# [Page excerpt]
-.-.-

G-Code Commands

G-Codes and Their Meaning

G-code is the name of a plain text language that is used to guide and direct CNC machines. For most modern CNC machines, it isn‘t necessary to know the meaning of G-codes since CAD and CAM software is translated into G or M codes to instruct a CNC machine on how to complete a process. When a user gets curious, they may want to look at the commands for their CNC device. Though G-code may not be easily readable for most people, it is possible to examine a file to see the commands that have been programmed for a machine.

Though G-code is a standard language for CNC machines, there are variations between manufacturers regarding how they are used. Different vendors produce controllers designed to receive information from AutoCAD or CAM. How the commands are interpreted depends on how the controller has been programmed.

CNC programs use the various commands in conjunction with other lettered instructions to direct a CNC machine‘s operations. G-codes instruct the machine to perform certain functions for a lathe or mill while M-codes handle the operation of the machine using additional lettered codes representing addresses such as F for feed rate and S for spindle speed.

-.-.-

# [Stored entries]
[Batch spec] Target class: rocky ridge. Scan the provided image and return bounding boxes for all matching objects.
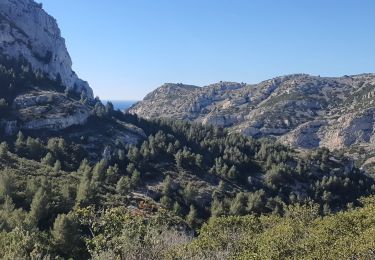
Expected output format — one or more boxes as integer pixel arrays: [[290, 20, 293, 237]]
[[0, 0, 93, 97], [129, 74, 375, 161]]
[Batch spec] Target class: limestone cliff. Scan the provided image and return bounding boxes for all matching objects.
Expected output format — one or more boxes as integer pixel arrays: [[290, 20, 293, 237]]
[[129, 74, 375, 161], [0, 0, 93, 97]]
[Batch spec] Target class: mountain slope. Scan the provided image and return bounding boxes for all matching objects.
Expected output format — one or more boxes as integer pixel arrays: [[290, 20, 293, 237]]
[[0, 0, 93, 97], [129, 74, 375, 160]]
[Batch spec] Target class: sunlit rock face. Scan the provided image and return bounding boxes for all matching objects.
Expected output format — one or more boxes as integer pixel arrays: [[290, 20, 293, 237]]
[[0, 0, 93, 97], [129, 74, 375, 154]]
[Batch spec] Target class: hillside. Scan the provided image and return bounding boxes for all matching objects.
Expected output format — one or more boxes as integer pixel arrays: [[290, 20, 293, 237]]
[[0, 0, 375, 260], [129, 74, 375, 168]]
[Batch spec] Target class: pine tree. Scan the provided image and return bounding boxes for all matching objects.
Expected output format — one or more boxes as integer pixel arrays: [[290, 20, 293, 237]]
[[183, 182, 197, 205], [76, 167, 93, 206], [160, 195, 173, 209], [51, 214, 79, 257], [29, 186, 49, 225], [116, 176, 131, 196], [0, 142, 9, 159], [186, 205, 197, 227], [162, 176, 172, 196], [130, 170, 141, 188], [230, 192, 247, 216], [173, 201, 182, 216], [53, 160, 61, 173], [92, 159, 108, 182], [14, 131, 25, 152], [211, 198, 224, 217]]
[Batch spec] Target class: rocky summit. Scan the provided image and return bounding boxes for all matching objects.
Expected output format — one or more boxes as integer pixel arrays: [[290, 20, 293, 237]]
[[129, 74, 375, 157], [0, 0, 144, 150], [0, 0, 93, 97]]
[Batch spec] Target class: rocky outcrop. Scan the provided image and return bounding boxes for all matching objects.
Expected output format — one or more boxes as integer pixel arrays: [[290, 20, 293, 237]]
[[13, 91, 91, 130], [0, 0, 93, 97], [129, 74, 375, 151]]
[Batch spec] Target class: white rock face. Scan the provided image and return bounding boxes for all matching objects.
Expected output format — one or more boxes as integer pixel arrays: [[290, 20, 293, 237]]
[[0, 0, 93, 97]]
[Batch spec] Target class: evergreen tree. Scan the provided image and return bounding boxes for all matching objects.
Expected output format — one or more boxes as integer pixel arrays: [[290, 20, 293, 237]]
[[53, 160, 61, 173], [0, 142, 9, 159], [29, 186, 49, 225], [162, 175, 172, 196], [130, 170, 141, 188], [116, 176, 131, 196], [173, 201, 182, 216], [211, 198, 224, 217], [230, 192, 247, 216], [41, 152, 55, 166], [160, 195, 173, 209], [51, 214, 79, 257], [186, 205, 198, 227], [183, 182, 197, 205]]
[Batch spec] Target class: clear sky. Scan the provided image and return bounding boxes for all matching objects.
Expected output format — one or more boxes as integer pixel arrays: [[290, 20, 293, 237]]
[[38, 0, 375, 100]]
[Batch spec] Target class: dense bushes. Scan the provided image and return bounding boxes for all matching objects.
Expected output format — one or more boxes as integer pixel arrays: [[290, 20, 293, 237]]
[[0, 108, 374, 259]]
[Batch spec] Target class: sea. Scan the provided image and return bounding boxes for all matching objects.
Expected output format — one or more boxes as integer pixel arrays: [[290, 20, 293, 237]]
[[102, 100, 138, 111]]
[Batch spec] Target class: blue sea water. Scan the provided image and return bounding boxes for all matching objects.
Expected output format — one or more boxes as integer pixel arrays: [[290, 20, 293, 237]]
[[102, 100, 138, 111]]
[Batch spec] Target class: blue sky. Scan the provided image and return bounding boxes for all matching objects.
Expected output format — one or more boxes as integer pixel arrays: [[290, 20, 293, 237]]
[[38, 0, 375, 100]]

-.-.-

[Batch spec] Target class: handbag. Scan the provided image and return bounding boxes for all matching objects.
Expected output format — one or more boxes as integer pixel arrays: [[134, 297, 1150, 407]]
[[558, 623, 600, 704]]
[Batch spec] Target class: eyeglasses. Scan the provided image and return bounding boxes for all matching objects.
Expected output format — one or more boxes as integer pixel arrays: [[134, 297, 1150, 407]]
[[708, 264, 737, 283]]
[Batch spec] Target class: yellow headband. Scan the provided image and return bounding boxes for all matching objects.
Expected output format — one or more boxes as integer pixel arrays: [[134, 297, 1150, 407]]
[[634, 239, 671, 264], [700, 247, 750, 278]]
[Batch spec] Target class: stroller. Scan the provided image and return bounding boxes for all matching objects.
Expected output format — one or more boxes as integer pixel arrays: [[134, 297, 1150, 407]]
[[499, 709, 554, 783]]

-.-.-

# [What is required]
Reproduce the G-code page from "G-Code Commands" to "has been programmed.", swapping "vendors" for "suppliers". The stored entries have no connection to the G-code page.

# [Complete response]
G-Code Commands

G-Codes and Their Meaning

G-code is the name of a plain text language that is used to guide and direct CNC machines. For most modern CNC machines, it isn‘t necessary to know the meaning of G-codes since CAD and CAM software is translated into G or M codes to instruct a CNC machine on how to complete a process. When a user gets curious, they may want to look at the commands for their CNC device. Though G-code may not be easily readable for most people, it is possible to examine a file to see the commands that have been programmed for a machine.

Though G-code is a standard language for CNC machines, there are variations between manufacturers regarding how they are used. Different suppliers produce controllers designed to receive information from AutoCAD or CAM. How the commands are interpreted depends on how the controller has been programmed.